#### [Task objective]
Can you continue the blog post about the KB3125574 convenience rollup wiping static network settings on Windows Server 2008 R2, picking up after its last sentence?

#### [Passage]
Friday, May 27, 2016

Windows Convenience Rollup for Windows Server 2008 R2 and vmxnet3 on VMware ESXi = big trouble, lost network configuration, revert to DHCP

I'm a little hesitant to write this blog post as I don't yet have a complete resolution.  But this caused me big headaches and I found no one with the issue, so I thought posting could help others.

Microsoft releases hotfixes on the second Tuesday of each month.  I run a patch schedule where I patch test systems and low critical servers on the third Tuesday of each month, then more critical systems on the fourth Tuesday of each month and the first Tuesday of the following month.  This routine has worked well for me, and in my mind, gives me one to two weeks to avoid any patch headaches if a bad patch is released.  Granted, bad patches aren't very common, but not impossible either.  

May 2016, my patching on the third Tuesday went without issue.  Unfortunately, that trend did not continue.

As I patched on the fourth Tuesday of the month (to about 30 servers), I was horrified to discover TCP/IP configuration was disappearring from my VMware virtual Windows Server 2008 R2 servers upon reboot.  They would be reverted to DHCP, with their static configuration missing.  I was having to use the console to log on and reconfigure TCP/IP.  As I did so, Microsoft would prompt me: "The IP address <ipaddress> you have entered for this network adapter is already assigned to another adapter (<nic>) which is no longer present in the computer.  If the same address is assigned to both adapters and they both become active, only one of them will use this address.  This may result in incorrect system configuration."  This led me to presume that, somehow, my vmxnet3 virtual network adapters had been deleted and recreated.  How did this happen?

As I began investigating, I was stymied by the fact that I hadn't had this issue a week earlier.  When I reviewed the servers I had patched a week prior, I noticed they were missing a few patches.  Testing quickly helped me to identify which patch was causing me this headache: 

Convenience rollup update for Windows 7 SP1 and Windows Server 2008 R2 SP1 KB3125574.


My ESXi servers are at ESXi 5.5 update 3a.  My guests are running the latest version of tools to come with that version of ESXi.  

So at this point, I wanted to test the situation by building a fresh Windows Server 2008 R2.  I had to apply a prerequisite patch to KB3125574, which is April 2015 servicing stack update for Windows 7 and Windows Server 2008 R2 (KB3020369).  Then I could apply KB3125574.  I was a bit disappointed to find this did not reproduce my loss of TCP/IP information.  So at this point, my Windows Server 2008 R2 template that has been used to build 80 servers seems to have the bug.

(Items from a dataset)
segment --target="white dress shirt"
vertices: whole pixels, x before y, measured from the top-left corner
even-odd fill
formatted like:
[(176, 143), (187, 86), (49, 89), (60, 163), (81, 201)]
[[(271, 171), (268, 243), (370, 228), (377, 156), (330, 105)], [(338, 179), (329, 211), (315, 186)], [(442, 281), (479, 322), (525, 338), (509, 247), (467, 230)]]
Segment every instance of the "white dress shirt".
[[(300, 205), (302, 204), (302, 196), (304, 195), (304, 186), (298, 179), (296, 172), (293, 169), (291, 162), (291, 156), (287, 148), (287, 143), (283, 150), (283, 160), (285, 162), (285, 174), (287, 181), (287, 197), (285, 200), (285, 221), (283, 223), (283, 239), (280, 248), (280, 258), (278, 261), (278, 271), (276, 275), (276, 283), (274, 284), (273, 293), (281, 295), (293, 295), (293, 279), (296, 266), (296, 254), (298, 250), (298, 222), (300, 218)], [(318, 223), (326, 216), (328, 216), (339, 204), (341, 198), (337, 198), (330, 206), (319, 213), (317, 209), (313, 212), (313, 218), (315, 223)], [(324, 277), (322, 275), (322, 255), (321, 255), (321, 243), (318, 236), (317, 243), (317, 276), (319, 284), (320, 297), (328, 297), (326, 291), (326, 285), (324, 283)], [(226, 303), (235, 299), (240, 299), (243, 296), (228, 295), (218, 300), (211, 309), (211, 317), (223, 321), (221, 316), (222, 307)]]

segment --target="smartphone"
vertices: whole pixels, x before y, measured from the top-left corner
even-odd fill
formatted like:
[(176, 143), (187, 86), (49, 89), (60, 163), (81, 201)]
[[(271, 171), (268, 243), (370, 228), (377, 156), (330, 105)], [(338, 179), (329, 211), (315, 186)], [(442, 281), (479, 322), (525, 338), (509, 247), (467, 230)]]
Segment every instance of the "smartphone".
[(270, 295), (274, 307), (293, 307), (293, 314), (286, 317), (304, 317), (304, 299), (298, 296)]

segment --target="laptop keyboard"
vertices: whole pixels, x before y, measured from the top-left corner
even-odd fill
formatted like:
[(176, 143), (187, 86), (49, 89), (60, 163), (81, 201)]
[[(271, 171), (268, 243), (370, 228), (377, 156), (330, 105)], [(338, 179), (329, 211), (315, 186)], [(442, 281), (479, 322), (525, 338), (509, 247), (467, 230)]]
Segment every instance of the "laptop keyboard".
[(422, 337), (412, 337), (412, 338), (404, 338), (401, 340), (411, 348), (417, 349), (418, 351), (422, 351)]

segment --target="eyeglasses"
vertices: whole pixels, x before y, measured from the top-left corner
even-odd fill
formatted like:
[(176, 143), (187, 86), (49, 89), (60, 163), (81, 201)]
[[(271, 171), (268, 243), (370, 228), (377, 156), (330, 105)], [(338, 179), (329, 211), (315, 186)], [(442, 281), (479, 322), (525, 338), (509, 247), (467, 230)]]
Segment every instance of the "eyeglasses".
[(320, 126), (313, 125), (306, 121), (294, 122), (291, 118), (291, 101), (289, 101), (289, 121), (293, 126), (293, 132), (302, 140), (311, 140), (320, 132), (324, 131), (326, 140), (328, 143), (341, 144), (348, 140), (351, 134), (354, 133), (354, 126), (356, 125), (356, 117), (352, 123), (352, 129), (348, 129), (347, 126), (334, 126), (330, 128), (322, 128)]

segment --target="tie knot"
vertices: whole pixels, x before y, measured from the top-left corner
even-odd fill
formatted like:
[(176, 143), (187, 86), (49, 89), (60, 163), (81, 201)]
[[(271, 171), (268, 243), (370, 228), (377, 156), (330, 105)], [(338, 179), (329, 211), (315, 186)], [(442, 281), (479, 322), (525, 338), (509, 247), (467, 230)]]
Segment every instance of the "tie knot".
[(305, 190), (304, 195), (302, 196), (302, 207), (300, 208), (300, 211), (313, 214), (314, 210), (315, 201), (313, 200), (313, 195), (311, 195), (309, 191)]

#### [Written reply]
I started with a ticket open to VMware support.  I got a capable support agent.  He asked if the Windows guest event logs yielded any relevant information.  They did not.  He had me collect logs from the ESXi host, and he determined the MAC address of my vmxnet3 did not change throughout this situation.  This led him to conclude that the network adapter was not deleted and recreated, but that the TCP/IP stack was being created new.  VMware advised me to take the issue to Microsoft (offering to help explain and offer their findings).

So, I'm currently working through the process via a ticket to Microsoft.  We're collecting log data after an impacted guest virtual server at the moment.  I'll be sure to update this post with more once I have it.  

Update 5/31/2016
My open ticket with Microsoft has progressed.  KB3125574 has been updated as follows.  So, basically be cautious with this rollup on vmxnet3 adapters!


Known issue in this convenience rollup
·       Known issue 1
Symptoms
After you install this rollup on VMWare virtual machines (VM), a new Ethernet vNIC that has default settings may replace the existing vNIC and, therefore, cause network issues. Any custom settings that were set on the previous vNIC are persisted in the registry but are not applied to the new vNIC. 


Resolution
To resolve this issue, uninstall the convenience rollup.

Status
Microsoft is researching this issue, and will work together with VMWare to determine the appropriate resolution. We will post more information in this article when the information becomes available.


Update 6/2/2016
VMware released a blog post yesterday on the matter:
http://blogs.vmware.com/apps/2016/06/rush-post-microsoft-convenience-update-and-vmware-vmxnet3-incompatibilities.html

VMware is aware of this issue and we are actively investigating the root causes and possible fixes. While this effort progresses, VMware is advising customers to delay applying the Microsoft “Convenience Update” to any virtual machine that uses the VMXNet3 vNIC type.